* **Task brief**
Your answer must match the data word for word.

━━━━━ Exercise materials

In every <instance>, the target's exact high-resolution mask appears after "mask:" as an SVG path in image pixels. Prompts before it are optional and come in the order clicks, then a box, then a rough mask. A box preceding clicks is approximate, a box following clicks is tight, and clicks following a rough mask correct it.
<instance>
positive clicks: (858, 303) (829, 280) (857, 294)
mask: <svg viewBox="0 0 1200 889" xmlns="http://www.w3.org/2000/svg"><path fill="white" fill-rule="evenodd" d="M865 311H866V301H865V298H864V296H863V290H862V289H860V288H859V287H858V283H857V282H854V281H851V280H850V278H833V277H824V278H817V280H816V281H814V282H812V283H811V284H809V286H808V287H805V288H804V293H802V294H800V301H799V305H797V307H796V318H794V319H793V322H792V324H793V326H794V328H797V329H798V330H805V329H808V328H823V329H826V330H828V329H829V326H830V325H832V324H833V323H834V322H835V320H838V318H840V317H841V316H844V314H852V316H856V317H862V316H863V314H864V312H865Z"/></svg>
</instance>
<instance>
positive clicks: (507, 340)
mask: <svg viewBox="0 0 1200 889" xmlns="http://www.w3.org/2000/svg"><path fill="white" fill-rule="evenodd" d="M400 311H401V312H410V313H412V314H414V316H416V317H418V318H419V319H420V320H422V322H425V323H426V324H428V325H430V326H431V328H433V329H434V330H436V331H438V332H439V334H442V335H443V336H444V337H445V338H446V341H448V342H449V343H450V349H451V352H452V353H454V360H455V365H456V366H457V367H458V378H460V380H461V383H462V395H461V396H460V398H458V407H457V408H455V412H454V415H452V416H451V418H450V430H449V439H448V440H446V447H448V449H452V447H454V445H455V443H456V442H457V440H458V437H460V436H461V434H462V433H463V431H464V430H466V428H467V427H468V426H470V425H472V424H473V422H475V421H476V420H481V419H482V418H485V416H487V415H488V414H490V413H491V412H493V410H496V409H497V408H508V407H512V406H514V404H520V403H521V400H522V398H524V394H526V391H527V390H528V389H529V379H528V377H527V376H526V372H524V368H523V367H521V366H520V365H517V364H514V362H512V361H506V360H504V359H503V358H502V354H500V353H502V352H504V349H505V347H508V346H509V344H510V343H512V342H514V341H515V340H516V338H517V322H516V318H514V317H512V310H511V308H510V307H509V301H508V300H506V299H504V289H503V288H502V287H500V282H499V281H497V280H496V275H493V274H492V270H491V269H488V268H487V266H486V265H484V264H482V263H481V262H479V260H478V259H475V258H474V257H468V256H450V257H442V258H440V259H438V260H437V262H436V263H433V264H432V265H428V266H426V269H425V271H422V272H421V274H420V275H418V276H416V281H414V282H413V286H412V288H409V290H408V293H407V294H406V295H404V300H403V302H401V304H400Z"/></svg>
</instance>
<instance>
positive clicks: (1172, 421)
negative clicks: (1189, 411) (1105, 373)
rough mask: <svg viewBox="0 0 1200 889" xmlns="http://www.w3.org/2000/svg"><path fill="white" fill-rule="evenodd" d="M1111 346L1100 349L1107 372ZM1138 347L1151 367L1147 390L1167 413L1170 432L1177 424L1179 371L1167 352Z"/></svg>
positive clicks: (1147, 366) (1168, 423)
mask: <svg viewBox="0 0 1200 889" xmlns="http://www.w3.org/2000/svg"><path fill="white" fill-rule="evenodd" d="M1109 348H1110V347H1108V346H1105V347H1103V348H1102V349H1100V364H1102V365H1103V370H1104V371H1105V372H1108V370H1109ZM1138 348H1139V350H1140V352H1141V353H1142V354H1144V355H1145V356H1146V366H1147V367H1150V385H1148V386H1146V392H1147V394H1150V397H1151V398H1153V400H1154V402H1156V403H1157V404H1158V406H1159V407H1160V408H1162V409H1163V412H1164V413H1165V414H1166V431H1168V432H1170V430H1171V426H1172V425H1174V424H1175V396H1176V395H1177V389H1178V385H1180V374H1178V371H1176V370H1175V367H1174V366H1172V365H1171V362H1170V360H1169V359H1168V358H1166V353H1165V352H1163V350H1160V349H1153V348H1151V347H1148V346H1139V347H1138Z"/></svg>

━━━━━━━━━━

* **Reply to the exercise**
In every <instance>, the target's exact high-resolution mask appears after "mask:" as an SVG path in image pixels. Prompts before it are optional and come in the order clicks, then a box, then a rough mask. A box preceding clicks is approximate, a box following clicks is tight, and clicks following a rough mask correct it.
<instance>
positive clicks: (858, 303) (829, 280) (857, 294)
mask: <svg viewBox="0 0 1200 889" xmlns="http://www.w3.org/2000/svg"><path fill="white" fill-rule="evenodd" d="M865 311H866V301H865V298H864V296H863V290H862V289H860V288H859V287H858V283H857V282H854V281H851V280H850V278H833V277H824V278H817V280H816V281H814V282H812V283H811V284H809V286H808V287H805V288H804V293H802V294H800V301H799V305H797V307H796V318H794V319H793V322H792V324H793V326H794V328H797V329H798V330H805V329H808V328H823V329H826V330H828V329H829V326H830V325H832V324H833V323H834V322H835V320H838V318H840V317H841V316H844V314H852V316H856V317H862V316H863V314H864V312H865Z"/></svg>
</instance>
<instance>
positive clicks: (507, 340)
mask: <svg viewBox="0 0 1200 889" xmlns="http://www.w3.org/2000/svg"><path fill="white" fill-rule="evenodd" d="M400 311H401V312H410V313H412V314H414V316H416V317H418V318H419V319H420V320H422V322H425V323H426V324H428V325H430V326H431V328H433V329H434V330H436V331H438V332H439V334H442V335H443V336H444V337H445V338H446V341H448V342H449V343H450V349H451V352H452V353H454V360H455V365H456V366H457V367H458V378H460V380H461V383H462V395H461V396H460V398H458V407H457V408H455V412H454V415H452V416H451V418H450V430H449V439H448V440H446V447H448V449H452V447H454V445H455V443H456V442H457V440H458V437H460V436H461V434H462V433H463V431H464V430H466V428H467V427H468V426H470V425H472V424H473V422H475V421H476V420H481V419H482V418H485V416H487V415H488V414H490V413H491V412H493V410H496V409H497V408H508V407H512V406H514V404H520V403H521V400H522V398H524V394H526V391H527V390H528V389H529V379H528V377H527V376H526V372H524V368H523V367H521V366H520V365H517V364H514V362H512V361H506V360H504V359H503V358H502V354H500V353H502V352H504V349H505V347H508V346H509V344H510V343H512V342H514V341H515V340H516V338H517V322H516V318H514V317H512V310H511V308H510V307H509V301H508V300H506V299H504V289H503V288H502V287H500V282H499V281H497V280H496V275H493V274H492V270H491V269H488V268H487V266H486V265H484V264H482V263H481V262H479V260H478V259H475V258H474V257H468V256H450V257H442V258H440V259H438V260H437V262H436V263H433V264H432V265H428V266H426V269H425V271H422V272H421V274H420V275H418V276H416V281H414V282H413V286H412V288H409V290H408V293H407V294H406V295H404V300H403V302H401V304H400Z"/></svg>
</instance>
<instance>
positive clicks: (1172, 421)
negative clicks: (1189, 411) (1105, 373)
rough mask: <svg viewBox="0 0 1200 889" xmlns="http://www.w3.org/2000/svg"><path fill="white" fill-rule="evenodd" d="M1111 346L1100 349L1107 372ZM1138 347L1151 367L1147 390L1167 413L1170 432L1177 424L1179 371L1167 352Z"/></svg>
positive clicks: (1147, 366) (1168, 423)
mask: <svg viewBox="0 0 1200 889" xmlns="http://www.w3.org/2000/svg"><path fill="white" fill-rule="evenodd" d="M1109 348H1110V347H1108V346H1105V347H1103V348H1102V349H1100V364H1102V365H1103V370H1104V371H1105V372H1108V370H1109ZM1138 348H1139V350H1140V352H1141V353H1142V354H1144V355H1145V356H1146V366H1147V367H1150V385H1148V386H1146V392H1147V394H1150V397H1151V398H1153V400H1154V402H1156V403H1157V404H1158V406H1159V407H1160V408H1162V409H1163V412H1164V413H1165V414H1166V431H1168V432H1170V430H1171V426H1172V425H1174V424H1175V396H1176V395H1177V389H1178V385H1180V374H1178V371H1176V370H1175V367H1174V366H1172V365H1171V362H1170V360H1169V359H1168V358H1166V353H1165V352H1163V350H1160V349H1153V348H1151V347H1148V346H1139V347H1138Z"/></svg>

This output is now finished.